# START OF EXERCISE MATERIAL

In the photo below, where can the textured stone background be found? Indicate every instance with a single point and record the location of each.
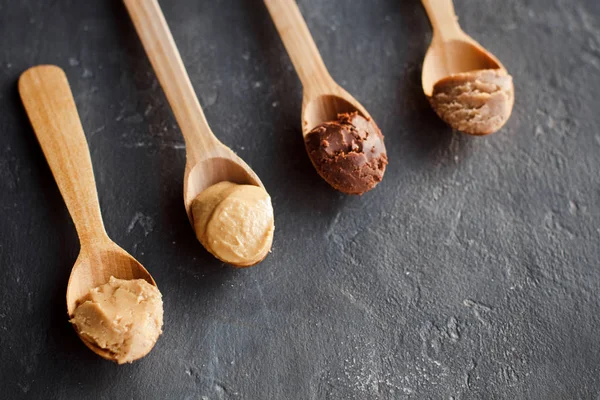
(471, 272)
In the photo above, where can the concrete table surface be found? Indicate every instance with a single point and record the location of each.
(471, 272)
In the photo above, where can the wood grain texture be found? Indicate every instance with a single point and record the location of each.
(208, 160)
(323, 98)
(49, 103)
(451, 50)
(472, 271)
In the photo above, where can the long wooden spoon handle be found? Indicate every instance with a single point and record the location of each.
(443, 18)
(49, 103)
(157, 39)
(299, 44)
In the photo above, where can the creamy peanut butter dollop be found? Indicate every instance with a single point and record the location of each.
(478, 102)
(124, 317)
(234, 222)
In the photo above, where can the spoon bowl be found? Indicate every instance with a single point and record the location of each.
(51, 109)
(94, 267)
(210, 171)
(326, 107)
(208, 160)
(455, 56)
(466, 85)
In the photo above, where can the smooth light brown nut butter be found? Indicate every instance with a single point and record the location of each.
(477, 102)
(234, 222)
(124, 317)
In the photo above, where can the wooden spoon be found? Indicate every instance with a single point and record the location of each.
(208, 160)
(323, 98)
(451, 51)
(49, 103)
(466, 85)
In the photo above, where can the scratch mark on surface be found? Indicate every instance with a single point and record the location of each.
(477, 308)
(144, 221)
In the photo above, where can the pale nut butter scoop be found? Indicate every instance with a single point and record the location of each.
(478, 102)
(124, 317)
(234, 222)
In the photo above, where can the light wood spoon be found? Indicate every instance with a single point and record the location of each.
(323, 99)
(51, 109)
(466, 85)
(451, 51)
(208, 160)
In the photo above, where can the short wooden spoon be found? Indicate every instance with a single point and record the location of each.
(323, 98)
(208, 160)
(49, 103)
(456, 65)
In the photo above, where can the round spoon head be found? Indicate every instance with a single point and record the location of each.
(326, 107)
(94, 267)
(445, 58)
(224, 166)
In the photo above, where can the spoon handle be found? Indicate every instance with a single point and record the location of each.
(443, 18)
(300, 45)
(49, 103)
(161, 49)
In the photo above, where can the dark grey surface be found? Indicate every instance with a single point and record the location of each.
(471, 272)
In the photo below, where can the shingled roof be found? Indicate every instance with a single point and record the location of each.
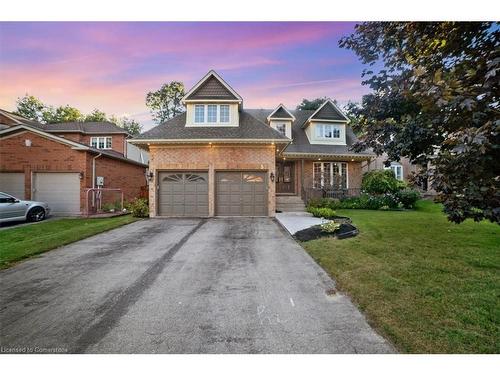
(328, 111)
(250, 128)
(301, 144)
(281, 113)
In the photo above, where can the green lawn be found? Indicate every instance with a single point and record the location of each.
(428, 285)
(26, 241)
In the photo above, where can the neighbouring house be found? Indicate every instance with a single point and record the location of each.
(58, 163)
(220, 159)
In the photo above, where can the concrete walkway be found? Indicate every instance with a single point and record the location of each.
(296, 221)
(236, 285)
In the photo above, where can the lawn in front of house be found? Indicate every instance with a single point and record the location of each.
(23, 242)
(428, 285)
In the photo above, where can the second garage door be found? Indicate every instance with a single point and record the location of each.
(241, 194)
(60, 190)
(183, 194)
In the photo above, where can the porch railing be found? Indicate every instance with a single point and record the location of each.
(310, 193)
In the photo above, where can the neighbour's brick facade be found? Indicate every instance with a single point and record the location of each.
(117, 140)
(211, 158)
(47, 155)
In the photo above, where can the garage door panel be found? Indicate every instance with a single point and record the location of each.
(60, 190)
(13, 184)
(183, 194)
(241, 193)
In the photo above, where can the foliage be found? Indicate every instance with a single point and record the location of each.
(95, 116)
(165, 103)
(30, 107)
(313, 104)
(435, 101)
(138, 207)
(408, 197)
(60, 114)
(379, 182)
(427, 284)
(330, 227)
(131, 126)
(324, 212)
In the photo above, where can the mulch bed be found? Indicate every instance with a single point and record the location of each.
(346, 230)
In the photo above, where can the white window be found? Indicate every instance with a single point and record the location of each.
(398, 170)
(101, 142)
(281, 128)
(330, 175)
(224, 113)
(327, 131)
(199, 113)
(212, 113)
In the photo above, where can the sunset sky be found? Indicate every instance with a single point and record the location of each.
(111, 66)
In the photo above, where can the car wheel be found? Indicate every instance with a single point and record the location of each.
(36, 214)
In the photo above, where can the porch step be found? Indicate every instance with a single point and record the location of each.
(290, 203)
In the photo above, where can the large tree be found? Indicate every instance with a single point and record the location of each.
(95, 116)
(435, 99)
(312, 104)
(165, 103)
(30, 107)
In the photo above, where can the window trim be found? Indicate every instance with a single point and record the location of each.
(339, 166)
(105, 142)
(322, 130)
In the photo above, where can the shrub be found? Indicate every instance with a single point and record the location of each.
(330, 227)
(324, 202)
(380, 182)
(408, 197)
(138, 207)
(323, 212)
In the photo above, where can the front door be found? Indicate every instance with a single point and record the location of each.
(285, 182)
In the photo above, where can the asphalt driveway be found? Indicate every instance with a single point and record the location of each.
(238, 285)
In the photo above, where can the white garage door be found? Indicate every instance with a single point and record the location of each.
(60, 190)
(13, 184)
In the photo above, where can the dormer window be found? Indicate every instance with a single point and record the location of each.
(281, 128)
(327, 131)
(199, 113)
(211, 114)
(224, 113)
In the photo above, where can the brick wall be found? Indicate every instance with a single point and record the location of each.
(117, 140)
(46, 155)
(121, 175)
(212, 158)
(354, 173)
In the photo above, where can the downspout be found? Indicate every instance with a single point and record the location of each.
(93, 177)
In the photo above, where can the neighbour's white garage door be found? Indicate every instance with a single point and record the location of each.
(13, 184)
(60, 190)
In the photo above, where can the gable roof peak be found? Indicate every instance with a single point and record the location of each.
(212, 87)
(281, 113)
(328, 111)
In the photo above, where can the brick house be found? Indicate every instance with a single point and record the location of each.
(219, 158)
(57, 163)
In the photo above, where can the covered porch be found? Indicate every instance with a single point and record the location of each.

# END OF EXERCISE MATERIAL

TASK OBJECTIVE = Beginning at the line that contains "In the photo above, where can the dormer", retype each line of the listing up to and including the last one, exactly as it stands, and nothing else.

TASK SOLUTION =
In the photo above, where can the dormer window be found? Indicate every instance with a single point and record the location of each.
(281, 128)
(327, 131)
(199, 113)
(211, 114)
(224, 113)
In the photo above, where can the brick wall be found? Indicate every instance with a single point and record the location of each.
(117, 140)
(46, 155)
(121, 175)
(212, 158)
(354, 173)
In the photo above, where can the downspout be found? Indicate every instance with a single point and record the location of each.
(93, 177)
In the photo above, where can the neighbour's white garage door be found? Indicate every instance with a single point and record the location of each.
(13, 184)
(60, 190)
In the photo above, where can the gable roof peak be found? Indicate every instance with a single point and record the location of each.
(212, 87)
(281, 113)
(328, 111)
In the photo above, where can the brick house be found? Indicate every instance with a single point and record the location of each.
(219, 158)
(57, 163)
In the photo above, where can the covered porch be found? Indicate every instance with a single point and record the location of each.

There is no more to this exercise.